- Work instructions -
Transcribe each entry below exactly. Pictures do not go in the copy.

- Dataset entries -
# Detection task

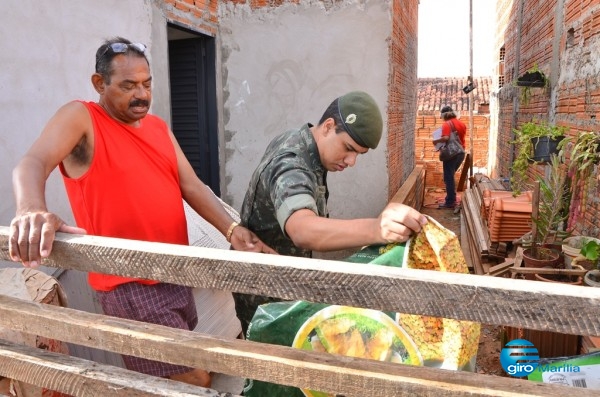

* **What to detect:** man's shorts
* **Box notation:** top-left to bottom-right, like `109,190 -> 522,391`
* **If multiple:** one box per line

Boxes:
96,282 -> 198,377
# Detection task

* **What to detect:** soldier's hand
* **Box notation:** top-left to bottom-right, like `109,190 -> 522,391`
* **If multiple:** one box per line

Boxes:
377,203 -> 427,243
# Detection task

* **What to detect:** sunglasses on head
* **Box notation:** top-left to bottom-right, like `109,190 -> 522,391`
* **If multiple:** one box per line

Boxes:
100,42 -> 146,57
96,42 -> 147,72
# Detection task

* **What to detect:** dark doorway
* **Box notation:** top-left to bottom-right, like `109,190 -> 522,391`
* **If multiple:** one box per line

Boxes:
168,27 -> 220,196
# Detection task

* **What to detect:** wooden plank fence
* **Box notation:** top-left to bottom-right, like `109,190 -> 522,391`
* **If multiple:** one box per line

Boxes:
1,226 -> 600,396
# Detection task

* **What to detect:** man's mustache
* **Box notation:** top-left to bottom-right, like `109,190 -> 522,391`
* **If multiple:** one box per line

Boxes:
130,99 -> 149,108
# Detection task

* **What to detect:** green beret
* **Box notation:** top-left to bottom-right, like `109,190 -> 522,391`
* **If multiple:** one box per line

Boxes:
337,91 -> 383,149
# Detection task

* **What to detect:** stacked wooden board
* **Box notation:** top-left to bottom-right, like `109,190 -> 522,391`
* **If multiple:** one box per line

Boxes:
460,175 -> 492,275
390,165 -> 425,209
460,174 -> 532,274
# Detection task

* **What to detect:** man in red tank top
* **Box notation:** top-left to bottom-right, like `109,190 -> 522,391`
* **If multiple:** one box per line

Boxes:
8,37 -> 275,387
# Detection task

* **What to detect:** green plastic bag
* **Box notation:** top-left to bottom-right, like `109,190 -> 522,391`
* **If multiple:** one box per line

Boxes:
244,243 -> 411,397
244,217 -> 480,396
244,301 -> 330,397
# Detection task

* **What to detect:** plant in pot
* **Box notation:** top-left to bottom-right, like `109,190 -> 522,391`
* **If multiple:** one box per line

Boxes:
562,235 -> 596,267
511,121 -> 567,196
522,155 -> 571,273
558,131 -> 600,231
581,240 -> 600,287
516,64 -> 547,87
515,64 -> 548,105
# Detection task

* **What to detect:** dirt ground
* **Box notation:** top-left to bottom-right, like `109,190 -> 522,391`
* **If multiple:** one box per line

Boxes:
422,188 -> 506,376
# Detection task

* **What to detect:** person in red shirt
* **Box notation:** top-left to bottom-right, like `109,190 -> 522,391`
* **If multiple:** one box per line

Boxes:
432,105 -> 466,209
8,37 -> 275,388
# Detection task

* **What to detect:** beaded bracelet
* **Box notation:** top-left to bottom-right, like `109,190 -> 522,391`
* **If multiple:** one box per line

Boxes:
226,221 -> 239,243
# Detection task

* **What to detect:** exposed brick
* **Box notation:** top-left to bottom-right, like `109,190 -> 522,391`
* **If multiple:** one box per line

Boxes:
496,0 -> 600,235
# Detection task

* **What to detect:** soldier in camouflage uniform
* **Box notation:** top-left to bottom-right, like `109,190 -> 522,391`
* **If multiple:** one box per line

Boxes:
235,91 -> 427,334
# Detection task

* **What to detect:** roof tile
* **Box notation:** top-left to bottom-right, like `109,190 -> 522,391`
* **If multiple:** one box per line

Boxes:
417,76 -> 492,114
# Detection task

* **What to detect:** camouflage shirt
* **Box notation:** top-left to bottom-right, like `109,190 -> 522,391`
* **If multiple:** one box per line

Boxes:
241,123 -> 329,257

- Output below -
# Detection task


* **What to detect:** man's shorts
* **Box notation:** top-left to bottom-right, like `109,190 -> 522,391`
* **If multiple:** one box per line

Boxes:
96,282 -> 198,377
# Detection task

* **What to detect:** soldier's hand
* **Box notation:** top-left to bottom-right, like `109,190 -> 522,391`
* **If multiple:** one box per line

Boxes:
377,203 -> 427,243
# Detection task

* **What to detect:** sunglasses on head
* **Box notation:** top-left to bottom-right, like `109,190 -> 522,391`
* **If multiple:** one box per line

Boxes:
100,42 -> 146,57
96,42 -> 147,72
# Detection task

* **What to detect:** dark doorway
* **Box notation:** top-left to bottom-right, like `109,190 -> 522,391`
* **If multiple:** one box per line

Boxes:
168,27 -> 220,196
# Detection task

* **What to detect:** wooden plank fence
* **Box notation:** top-left to bottom-right, like `109,190 -> 522,391`
* **If multiple:** one box per line

Boxes:
1,226 -> 600,396
# Detection task

* **What to detect:** man's mustache
* **Box notation:** top-left to bottom-right, like `109,190 -> 522,391`
* **If multiple:** one box per line

Boxes:
130,99 -> 149,108
# Detection task

* **What to detect:** green beret
* **Box notation:** top-left to bottom-right, like `109,190 -> 522,391`
* **If multiple:** one box per line

Boxes:
337,91 -> 383,149
# Detection task

* **What to detect:** stacked wooden board
* **Box notation:** top-left to bottom-right, like `109,190 -> 522,391`
* **If multiple:** one box per line

Boxes:
460,175 -> 492,275
390,165 -> 425,209
460,174 -> 532,274
# Detection task

* **What to detect:** man in red tank top
* **Box notation:** top-left to bottom-right, like `109,190 -> 522,391`
* **If multiple:** one box per line

Boxes:
8,37 -> 275,387
# Detection task

* **What to detect:** green plastic bag
* **Box notation:** top-left to bottom-right, like `109,190 -> 522,391`
* **If multiple:** one box per line

Boxes:
244,243 -> 411,397
244,217 -> 480,396
244,301 -> 330,397
# Detection task

* **What to detect:** plant in pot
* **Box notation:** top-left to bottom-right, like `109,190 -> 522,391`
* **If multiple:** one box per line

Boxes:
562,235 -> 596,267
511,121 -> 567,196
522,155 -> 571,273
558,131 -> 600,231
581,240 -> 600,287
516,64 -> 547,87
515,64 -> 548,105
# Detection task

* **What to detect:** dirt ground
* **Box notation:** top-left to bottom-right, like `109,190 -> 522,391`
* **If multiple:** one box per line

Boxes:
422,188 -> 506,376
# Detection task

* **What to detect:** person in red shirt
* **Box notation:** top-left to bottom-right, like `109,190 -> 522,391`
* **If multiple:** one box per line

Boxes:
432,105 -> 466,209
8,37 -> 275,388
# Detection task

* **What to detect:** beaded bracelet
* **Box notation:** top-left to bottom-right, like `109,190 -> 522,391`
* **If multiple:** one box per line

Boxes:
226,221 -> 239,243
# Detection task

* **What to detect:** exposed brick
* **Box notation:** top-left to bottom-right, like `109,190 -> 522,391`
* **If multiple:** one box per line

Boxes:
496,0 -> 600,235
# Detection task

* **What to detect:** soldier in camouflage uniform
* **Box notation:** top-left to bottom-right, like `109,190 -> 522,391`
* **If multiple:** one box per line

Boxes:
235,91 -> 427,334
# Detection task

* **What to detect:** roof tile
* **Box notation:** top-left to bottom-right, like `109,190 -> 522,391`
* **If multiple:** one box per line

Boxes:
417,76 -> 492,114
# Detection task

* **What to detect:** camouflage shirt
* **Box notation:** top-left to bottom-right, like `109,190 -> 522,391`
* **If multiple:** one box per line

Boxes:
241,123 -> 329,257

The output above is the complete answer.